WORK INSTRUCTION
The answer must be an exact copy of the lines from the one with "x=321 y=155" through the final line below, with no pictures and nothing else.

AVAILABLE RECORDS
• • • • • • •
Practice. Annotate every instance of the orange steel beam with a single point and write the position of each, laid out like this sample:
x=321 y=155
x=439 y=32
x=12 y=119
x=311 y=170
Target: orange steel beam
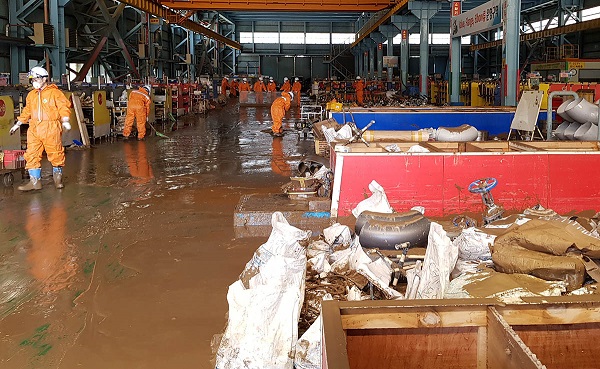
x=160 y=11
x=282 y=5
x=571 y=28
x=369 y=27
• • • • • • •
TASK RESPONSE
x=321 y=155
x=439 y=32
x=12 y=119
x=311 y=170
Target: orange steel beam
x=160 y=11
x=282 y=5
x=571 y=28
x=369 y=27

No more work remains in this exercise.